■ EXERCISE INSTRUCTIONS ■
Rewrite all of the records below, changing every "snug box" to "tight box" and leaving everything else as it is. Omit the pictures.

■ DATA SUPPLIED ■
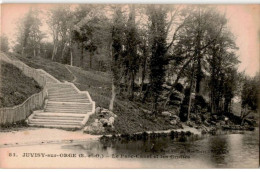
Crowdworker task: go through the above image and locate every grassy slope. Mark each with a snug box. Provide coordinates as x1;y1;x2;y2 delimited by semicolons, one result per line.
9;54;73;81
0;61;41;108
13;54;178;133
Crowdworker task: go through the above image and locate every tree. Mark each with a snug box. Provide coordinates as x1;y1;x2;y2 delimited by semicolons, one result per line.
47;5;74;61
240;73;259;125
0;34;9;52
148;5;167;115
16;8;45;57
125;4;139;100
109;6;125;111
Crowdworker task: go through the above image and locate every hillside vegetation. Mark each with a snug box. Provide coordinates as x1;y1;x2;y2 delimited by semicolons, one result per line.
9;54;177;133
0;61;41;108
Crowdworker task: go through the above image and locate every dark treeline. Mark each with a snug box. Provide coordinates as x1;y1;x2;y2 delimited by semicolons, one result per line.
9;4;258;121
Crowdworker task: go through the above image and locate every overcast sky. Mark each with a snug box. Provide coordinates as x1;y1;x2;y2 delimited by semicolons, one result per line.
1;4;260;76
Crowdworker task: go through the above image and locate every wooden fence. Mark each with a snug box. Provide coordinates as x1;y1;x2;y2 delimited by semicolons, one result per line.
0;54;47;125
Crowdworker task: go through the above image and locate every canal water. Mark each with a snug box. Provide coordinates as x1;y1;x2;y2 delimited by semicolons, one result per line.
0;128;259;168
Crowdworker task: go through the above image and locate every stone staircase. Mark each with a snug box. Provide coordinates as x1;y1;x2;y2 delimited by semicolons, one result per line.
28;69;95;129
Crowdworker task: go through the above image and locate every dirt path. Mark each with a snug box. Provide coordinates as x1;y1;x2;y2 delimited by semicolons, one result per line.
0;127;100;148
64;65;78;83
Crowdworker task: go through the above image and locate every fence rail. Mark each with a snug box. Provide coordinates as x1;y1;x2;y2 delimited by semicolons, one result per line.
0;53;47;125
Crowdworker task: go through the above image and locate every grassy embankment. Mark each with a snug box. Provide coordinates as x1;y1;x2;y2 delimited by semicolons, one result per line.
0;61;41;130
0;61;41;108
10;55;177;133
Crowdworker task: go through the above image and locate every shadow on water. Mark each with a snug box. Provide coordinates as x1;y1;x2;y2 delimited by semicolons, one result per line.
62;129;259;168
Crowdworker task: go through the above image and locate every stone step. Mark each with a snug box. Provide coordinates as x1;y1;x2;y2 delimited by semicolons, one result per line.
30;119;82;125
32;116;84;121
48;93;88;99
49;98;90;103
34;112;85;118
44;109;91;114
48;89;78;94
28;123;83;129
48;89;78;94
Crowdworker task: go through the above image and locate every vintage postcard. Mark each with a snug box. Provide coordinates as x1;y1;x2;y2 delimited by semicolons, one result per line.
0;3;260;169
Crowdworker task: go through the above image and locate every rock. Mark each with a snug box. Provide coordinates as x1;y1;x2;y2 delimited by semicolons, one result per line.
83;120;105;134
162;111;172;116
170;120;177;125
96;107;101;114
212;115;218;121
108;111;117;118
84;126;105;134
170;115;180;122
91;121;102;127
219;121;226;126
99;118;109;125
108;117;115;125
201;129;207;134
187;121;195;127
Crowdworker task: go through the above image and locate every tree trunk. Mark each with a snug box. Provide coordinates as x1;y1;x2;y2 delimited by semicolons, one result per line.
109;79;116;111
163;58;193;109
70;50;73;66
80;42;84;67
89;52;93;69
51;43;58;61
61;44;67;62
187;61;194;121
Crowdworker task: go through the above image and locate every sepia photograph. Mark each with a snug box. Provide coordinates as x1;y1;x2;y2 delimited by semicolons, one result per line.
0;2;260;169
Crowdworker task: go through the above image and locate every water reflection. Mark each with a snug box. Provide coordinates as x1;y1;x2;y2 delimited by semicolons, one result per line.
62;129;259;168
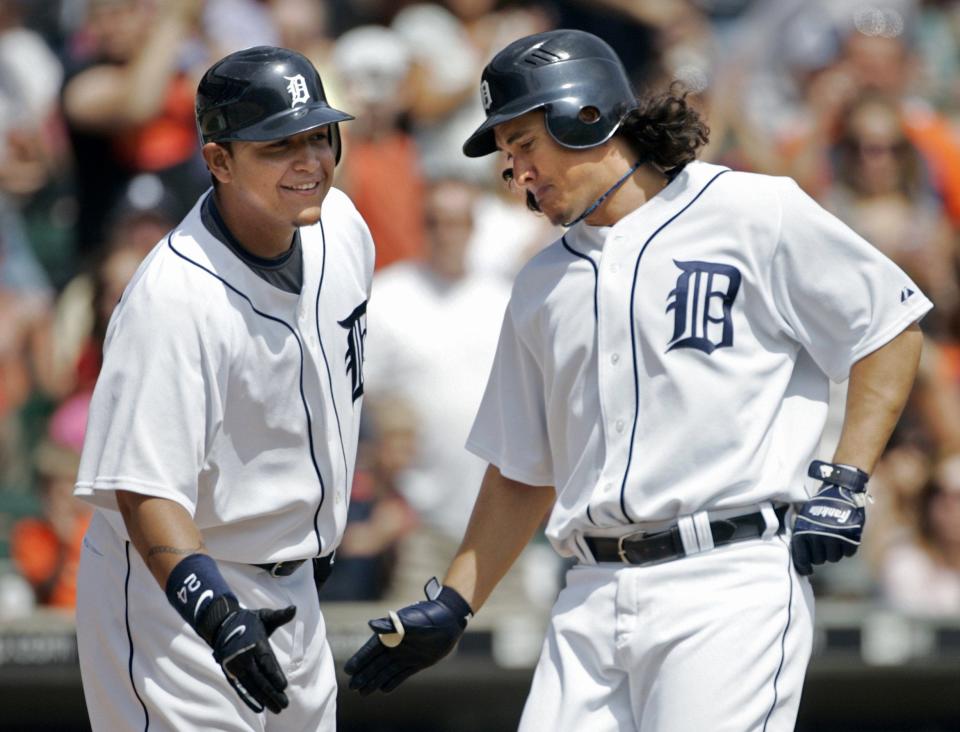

■ ANSWER BELOW ■
Crowdworker task: go through the above image and locate every grassy slope. Mark each with a tight box. Provide coordinates as x1;y1;x2;y2 delimited by semicolons, one result per line.
9;54;73;81
0;61;41;108
13;54;178;133
Crowdworker task: go through the above image and locate every tree. Mark each with a tight box. Provide coordinates as x1;y1;x2;y2 delimited by semicolons, one result per line.
47;5;74;61
240;73;259;125
0;34;9;52
148;5;167;115
16;8;45;57
125;4;139;100
109;6;125;111
Crowdworker task: go through the above image and locate every hillside vegetation. Mark each with a tight box. Provide coordinates as x1;y1;x2;y2 delimited by semicolons, one result per line.
9;54;177;133
0;61;41;108
Crowdworker task: go through the above image and locate every dark treeline. Mark each with a tight box. Provide coordinates as x1;y1;x2;y2 delimited by semicolons, one result per line.
9;4;258;121
Crowdworker task: go through the above image and locate every overcast sky. Mark each with a tight box. Provide coordinates as x1;y1;x2;y2 delimited by semicolons, one result per line.
1;4;260;76
Crowdworker task: go through the above image and locate every wooden fence. Mark each with a tight box. Provide coordinates as x1;y1;x2;y2 delimited by semicolons, one result per line.
0;54;47;125
Crowdworker task: go through the above image and locate every canal water. Mark each with a tight box. Provide coordinates as x1;y1;x2;y2 delimited by semicolons, one result per line.
0;128;259;168
Crowdworker task: go through the above image and locate every stone staircase. Mark each with a tight box. Provide coordinates as x1;y1;x2;y2 delimited by semicolons, one result per line.
28;69;95;129
Crowdworker task: go through the above image and locate every dirt path. Mark each with a tight box. Provide coordinates as x1;y1;x2;y2 delimited by semicolons, one result per line.
0;127;100;148
64;65;78;83
Crowdworker task: go through the above image and locate every fence rail. Mark each with a tight box. Provide coordinates as x1;y1;x2;y2 delimited by semicolons, one result per line.
0;53;47;125
Crowdworker task: go through the above image and locate every grassy embankment. Mark each with a tight box. Provide coordinates as x1;y1;x2;y2 delimited by semicolons, one result per line.
0;61;41;130
0;61;41;108
10;55;177;133
Crowdworker task: go through the above image and locate every shadow on water. Mark each with a tight box. Provide coordinates as x1;y1;x2;y2 delimited by semicolons, one result per line.
62;129;259;168
Crowdworker task: go through the above image and locate every stone step. Mark each with a tight box. Provide coordinates as x1;y1;x2;y2 delimited by semicolons, one result per line.
30;119;82;125
32;116;84;121
48;93;88;99
49;98;90;103
34;112;85;118
44;109;91;114
48;89;78;94
28;123;83;129
48;89;78;94
Crowdworker task: go through the above image and locate every vintage postcard. Mark each with a tight box. Provide coordinates as x1;y1;x2;y2 delimited by semicolons, one result per line.
0;3;260;169
Crowdworker task: go through the above image and locate every rock. Mark each with a tight box. Provide coordinates as x1;y1;x2;y2 delimited by semicolons, one result per line.
83;120;105;134
162;111;172;116
170;120;177;125
96;107;101;114
212;115;218;121
108;111;117;118
84;126;105;134
170;115;180;122
91;121;102;127
219;121;226;126
99;118;109;125
108;117;115;125
201;129;207;134
187;121;195;127
Crowdworker task: go through the above image and locate every tree trunk. Mark each with a tight box. Provide coordinates as x1;y1;x2;y2 delimited by semicolons, one result per line.
109;79;116;111
163;58;193;109
70;50;73;66
80;42;84;67
89;52;93;69
51;43;58;61
61;44;67;62
187;61;194;121
Crowdworker task: go through the above image and locate every sepia photograph. Mark each with a tight box. Provide coordinates as x1;y1;x2;y2 delimited by semicolons, one result per line.
0;2;260;169
Crowdworker task: go through the above image and locate every water reflection. Mark each with a tight box. Provide coordinates as x1;y1;x2;y2 delimited by semicolons, one result per line.
62;129;259;168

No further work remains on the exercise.